● Quoted passage
+++
Meanwhile the keen eyed among you will have spotted that he’s on a round base. Could it be the start of something? At this stage, who can say?
On Friday night I finally finished off the long awaited final models for my Vampire Counts army (not the most rock and roll start to the weekend but even I stop once in a while). On Saturday I uploaded them to this blog with, I’ll admit, very little fanfare. However, all things considered, that’s rather unfair. With one notable exception these are models I bought back in 2010(-ish, my memory isn’t so good) when I harboured plans for a massive undead army of the sort that might pour forth from Sylvania, spread eternal night across the land and so on. Instead they lurked in boxes (not even crypts – the shame of it!) as the years passed. Some of them were painted, to varying standards, many suffered through in nothing but bare plastic. Then, around New Year 2016 I resolved to resurrect them. Cue maniacal laughter and the distant howls of corpse-wolves!
Fast forward a few months and here we have them, a shambling band of wights, ghasts and revenants, ready to trouble the living once more. And all without needing to move into a castle, hire an assistant named Igor or even buy a shovel. How, then, could I let the moment pass without a few glamour shots and a group shot or two?
Let’s start with the finished squad of dire wolves, a kit which is (perhaps rightly) much maligned and yet for which I have a deep affection, in spite of its flaws.
And how about some suitably creepy mood shots as my corpse army advances through the dark-magic saturated gravelands of their Sylvanian homeland.
And of course no project of this sort can come to a close without a group shot.
Of course, no army is ever finished and so it should come as no surprise that I’m already planning to return to these. Hopefully it won’t be another seven years before they’re reinforced. Hang some garlic by your window, bury me at a crossroads and watch this space!
Well, in spite of my doubts, here’s the last two dire wolves painted, which rounds out my Vampire Counts army for now. Fans of the undead fear not though, everyone knows that Vampires always come back eventually…
To my slight shame and chagrin my efforts to get my undead collection painted seems to have stalled a little, with not a single shambling corpse seeing paint in March. Still, even the great Von Carsteins went through phases of inactivity (the aftermath of Hel Fenn being a particularly bad one) and, as there’s no time like the present, I’ve picked up my brushes again and returned my attention to my pack of dire wolves. Cue dolorous howls from the gloomy forests and desolate moors…
With the addition of two new packmates the wolves rise from their loamy beds and go in search of prey once more.
Before tackling the Chapel, or any of the other forthcoming projects, there’s still the little matter of the living dead to be dealt with. After the struggle to get the skeleton’s painted tackling the ghouls was remarkably uncomplicated. Partly it’s the fact that ghouls are a lot easier to paint than skeletons, partly it’s that I really like the models (not that I have any bones with the skeletons mind you) and partly it’s that a combination of the previous factors means I did a much better job of painting them last time I tackled this project so there wasn’t nearly so much work involved this time round.
+++
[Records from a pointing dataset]
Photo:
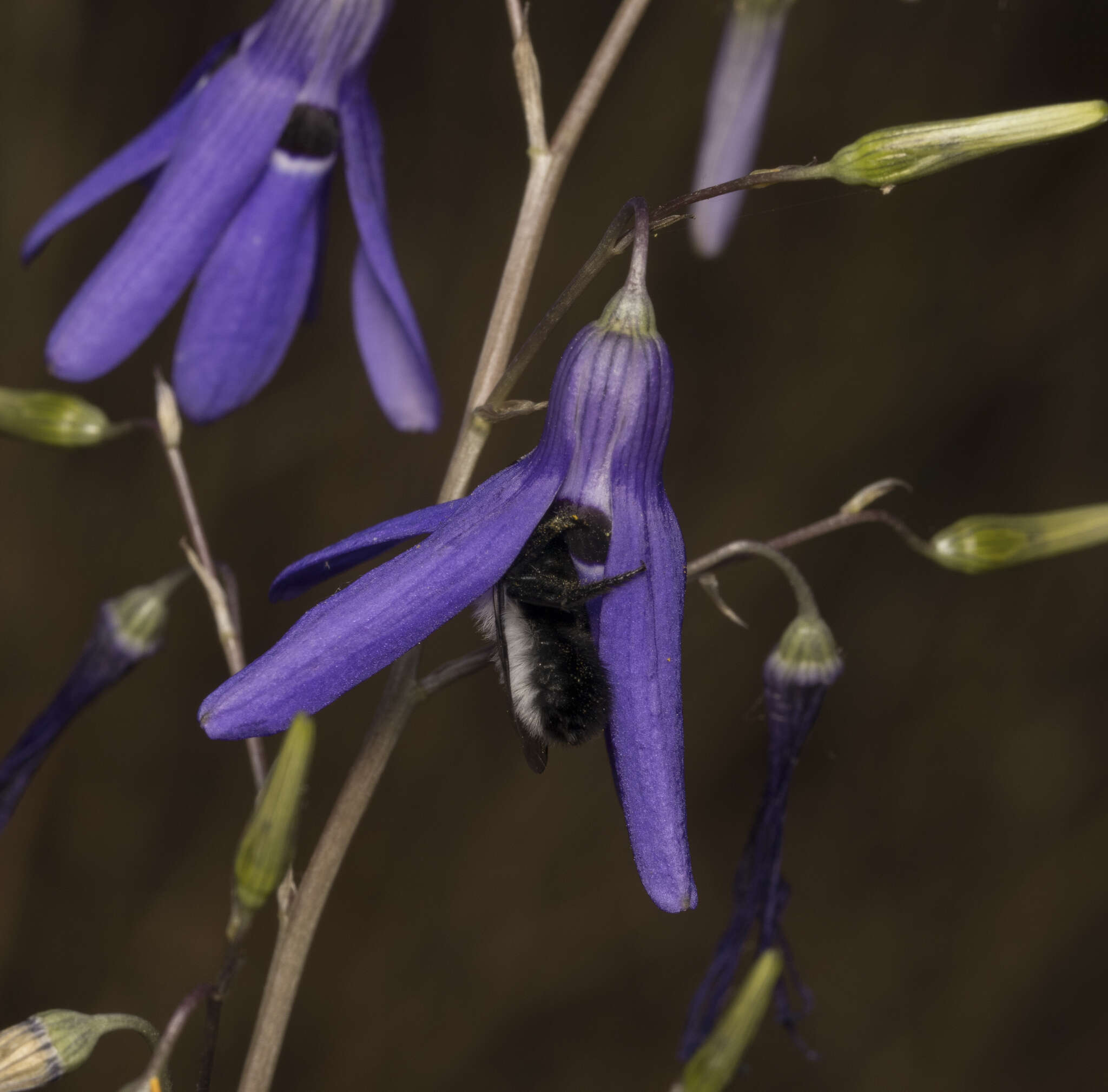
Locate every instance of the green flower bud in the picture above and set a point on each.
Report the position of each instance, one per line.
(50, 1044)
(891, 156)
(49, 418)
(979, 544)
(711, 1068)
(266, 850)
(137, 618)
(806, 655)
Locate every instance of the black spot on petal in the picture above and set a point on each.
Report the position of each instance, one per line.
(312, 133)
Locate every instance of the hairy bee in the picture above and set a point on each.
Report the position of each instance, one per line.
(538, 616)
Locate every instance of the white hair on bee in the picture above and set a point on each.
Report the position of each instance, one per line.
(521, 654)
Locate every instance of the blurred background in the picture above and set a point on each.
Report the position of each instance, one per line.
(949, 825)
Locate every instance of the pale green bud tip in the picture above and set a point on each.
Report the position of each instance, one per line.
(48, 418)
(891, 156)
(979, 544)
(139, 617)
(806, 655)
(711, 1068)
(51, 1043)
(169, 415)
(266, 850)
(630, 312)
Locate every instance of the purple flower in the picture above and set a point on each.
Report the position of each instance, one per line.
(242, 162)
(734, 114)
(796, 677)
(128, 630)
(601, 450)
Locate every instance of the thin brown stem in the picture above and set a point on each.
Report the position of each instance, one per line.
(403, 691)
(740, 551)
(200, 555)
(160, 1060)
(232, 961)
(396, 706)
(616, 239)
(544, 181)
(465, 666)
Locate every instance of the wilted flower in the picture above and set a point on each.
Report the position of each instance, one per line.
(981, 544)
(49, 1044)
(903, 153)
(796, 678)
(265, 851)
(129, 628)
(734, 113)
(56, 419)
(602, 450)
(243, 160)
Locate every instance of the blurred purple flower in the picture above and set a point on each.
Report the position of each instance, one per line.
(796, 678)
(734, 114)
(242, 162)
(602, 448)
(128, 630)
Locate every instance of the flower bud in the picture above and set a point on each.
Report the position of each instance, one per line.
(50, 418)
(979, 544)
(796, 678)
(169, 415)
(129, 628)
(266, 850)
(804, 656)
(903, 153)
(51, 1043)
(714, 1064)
+++
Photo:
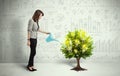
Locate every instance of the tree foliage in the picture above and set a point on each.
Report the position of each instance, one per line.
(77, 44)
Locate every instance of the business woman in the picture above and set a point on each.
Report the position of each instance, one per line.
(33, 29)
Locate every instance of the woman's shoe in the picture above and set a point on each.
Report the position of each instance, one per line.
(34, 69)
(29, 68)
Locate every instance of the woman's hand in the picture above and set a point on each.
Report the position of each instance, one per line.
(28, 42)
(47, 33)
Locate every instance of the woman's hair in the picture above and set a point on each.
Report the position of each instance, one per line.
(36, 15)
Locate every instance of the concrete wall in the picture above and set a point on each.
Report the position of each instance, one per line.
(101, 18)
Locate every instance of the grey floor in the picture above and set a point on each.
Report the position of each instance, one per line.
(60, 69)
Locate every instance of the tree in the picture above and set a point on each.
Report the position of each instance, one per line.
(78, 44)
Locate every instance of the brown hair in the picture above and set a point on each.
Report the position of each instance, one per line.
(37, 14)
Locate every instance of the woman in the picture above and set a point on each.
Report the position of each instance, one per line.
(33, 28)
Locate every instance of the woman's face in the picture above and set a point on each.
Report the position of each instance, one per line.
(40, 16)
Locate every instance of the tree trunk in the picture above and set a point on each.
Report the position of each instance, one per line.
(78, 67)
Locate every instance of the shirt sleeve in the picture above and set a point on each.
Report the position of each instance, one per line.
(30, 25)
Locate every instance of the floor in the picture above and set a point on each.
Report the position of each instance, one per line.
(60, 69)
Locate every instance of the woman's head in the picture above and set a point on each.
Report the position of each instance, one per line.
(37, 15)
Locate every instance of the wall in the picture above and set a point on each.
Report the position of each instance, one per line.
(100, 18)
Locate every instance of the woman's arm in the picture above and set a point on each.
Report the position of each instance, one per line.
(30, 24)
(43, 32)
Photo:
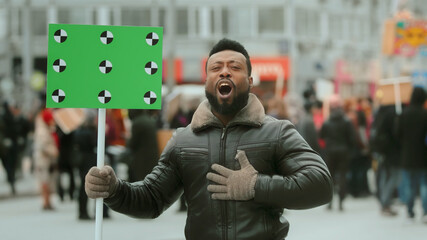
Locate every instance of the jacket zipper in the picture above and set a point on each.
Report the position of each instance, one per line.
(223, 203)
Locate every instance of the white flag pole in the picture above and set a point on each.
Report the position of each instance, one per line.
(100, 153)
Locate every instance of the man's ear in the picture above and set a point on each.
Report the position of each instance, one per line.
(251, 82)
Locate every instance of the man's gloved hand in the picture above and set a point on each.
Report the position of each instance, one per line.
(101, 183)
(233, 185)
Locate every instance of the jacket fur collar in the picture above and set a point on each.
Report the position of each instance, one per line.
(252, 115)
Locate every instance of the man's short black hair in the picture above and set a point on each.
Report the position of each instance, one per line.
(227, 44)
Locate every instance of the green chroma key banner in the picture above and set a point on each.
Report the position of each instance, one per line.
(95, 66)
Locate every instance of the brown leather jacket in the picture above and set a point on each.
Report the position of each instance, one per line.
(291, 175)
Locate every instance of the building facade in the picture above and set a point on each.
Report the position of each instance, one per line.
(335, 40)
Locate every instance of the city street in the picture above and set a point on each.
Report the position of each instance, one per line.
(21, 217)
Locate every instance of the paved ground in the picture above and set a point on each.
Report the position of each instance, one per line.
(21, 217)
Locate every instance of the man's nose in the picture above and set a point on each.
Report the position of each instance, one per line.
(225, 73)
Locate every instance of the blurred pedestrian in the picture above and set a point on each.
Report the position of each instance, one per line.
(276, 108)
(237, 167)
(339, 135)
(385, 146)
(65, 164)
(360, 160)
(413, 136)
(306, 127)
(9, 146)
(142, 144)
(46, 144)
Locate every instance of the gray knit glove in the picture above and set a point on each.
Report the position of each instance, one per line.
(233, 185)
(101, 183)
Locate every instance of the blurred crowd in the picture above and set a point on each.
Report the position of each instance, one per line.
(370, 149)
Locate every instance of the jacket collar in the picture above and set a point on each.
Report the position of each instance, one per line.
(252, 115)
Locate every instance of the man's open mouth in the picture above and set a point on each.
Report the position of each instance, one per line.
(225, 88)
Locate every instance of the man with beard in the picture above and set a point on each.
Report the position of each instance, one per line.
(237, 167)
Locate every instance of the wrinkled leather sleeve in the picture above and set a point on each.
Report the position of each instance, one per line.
+++
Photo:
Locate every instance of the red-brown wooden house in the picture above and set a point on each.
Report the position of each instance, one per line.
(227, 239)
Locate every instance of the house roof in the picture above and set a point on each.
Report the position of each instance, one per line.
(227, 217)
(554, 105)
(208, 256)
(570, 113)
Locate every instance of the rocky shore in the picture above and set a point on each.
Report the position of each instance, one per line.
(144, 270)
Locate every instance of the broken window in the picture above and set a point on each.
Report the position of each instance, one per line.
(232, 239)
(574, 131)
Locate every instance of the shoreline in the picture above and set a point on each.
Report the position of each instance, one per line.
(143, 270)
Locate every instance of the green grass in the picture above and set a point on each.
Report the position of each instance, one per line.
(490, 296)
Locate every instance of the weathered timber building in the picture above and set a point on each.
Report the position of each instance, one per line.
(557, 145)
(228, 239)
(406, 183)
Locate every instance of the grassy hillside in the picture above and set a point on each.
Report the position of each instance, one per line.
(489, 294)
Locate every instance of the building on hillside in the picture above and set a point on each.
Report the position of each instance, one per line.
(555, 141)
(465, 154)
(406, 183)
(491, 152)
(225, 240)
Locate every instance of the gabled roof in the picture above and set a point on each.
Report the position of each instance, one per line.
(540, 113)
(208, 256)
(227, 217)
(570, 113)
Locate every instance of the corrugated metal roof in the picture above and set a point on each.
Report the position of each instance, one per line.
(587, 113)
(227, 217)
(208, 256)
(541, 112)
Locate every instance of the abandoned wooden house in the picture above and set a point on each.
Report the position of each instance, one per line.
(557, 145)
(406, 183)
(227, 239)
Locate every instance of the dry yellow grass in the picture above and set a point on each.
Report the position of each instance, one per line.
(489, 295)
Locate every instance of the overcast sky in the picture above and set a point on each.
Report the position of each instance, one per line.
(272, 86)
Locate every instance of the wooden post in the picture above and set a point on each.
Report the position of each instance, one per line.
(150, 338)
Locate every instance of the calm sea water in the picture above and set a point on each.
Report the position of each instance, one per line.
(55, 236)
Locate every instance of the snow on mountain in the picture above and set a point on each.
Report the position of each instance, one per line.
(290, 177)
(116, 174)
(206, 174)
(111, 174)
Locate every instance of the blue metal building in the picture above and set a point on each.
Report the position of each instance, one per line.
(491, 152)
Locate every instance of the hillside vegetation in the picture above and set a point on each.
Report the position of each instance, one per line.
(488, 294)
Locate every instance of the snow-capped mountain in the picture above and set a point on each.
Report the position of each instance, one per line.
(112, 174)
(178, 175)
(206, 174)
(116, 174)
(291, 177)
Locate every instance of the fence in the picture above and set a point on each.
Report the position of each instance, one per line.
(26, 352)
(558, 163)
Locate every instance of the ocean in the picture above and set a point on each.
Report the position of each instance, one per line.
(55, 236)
+++
● Goal 1
Tally how many lines of the entries contain the word "jacket". Give only the number.
● Goal 2
Extend the blog post about painting an undead miniatures army, beginning after its final sentence.

● Expected output 1
4

● Expected output 2
Although I first created this chap back in (roughly) 2010 he always makes me think of IRO, fellow blogger and fan of ghoulish jesters.
I’m sure you know the drill by now but any feedback or suggestions you have are more than welcome in the comments box.
Rising from the ground to haunt the living, it’s one of my favourite of GW’s plastic character models – the Cairn Wraith. I debated for quite a while over what colour to paint him, considering both a ghostly off-white and a bloody red to match his vampire master. In the end I decided to go for a haunting green, tying him in to the bases of the army and hopefully creating the impression that he’s rising spookily from the cursed soil.
And with a final effort my shambling minions rise from their tombs.
The ghouls are next (and hopefully won’t be such hard work) although I might treat myself to finishing off another undead character first.
So it turns out that painting skeletons is a lot more labour intensive than I’d been led to believe. Surely it’s just a case of drybrush them with Ushabti Bone and go home?! Instead it turns out to be quite a lot of effort. No wonder I only got half-way through painting this squad the last time!
What’s more I’ve discovered the little devils are an absolute nightmare to photograph – all those shields and swords held over their faces (are they shy or something*?) casting shadows everywhere.
*I mean, I’m aware that they are notorious bashful about attending social functions, on account of having no-body to go with, but surely this is a bit much?
Anyway, enough of my griping, here’s the first half of the squad done at last.
Long before GW provided us with a (rather fancy looking) plastic necromancer the only options, if one wanted one’s collection to include a mad reanimator of the dead, were the (prehistoric and duff looking) metal models, or making one yourself. As every good necromancer enjoys cobbling things together from bits of other people I naturally went for the latter option.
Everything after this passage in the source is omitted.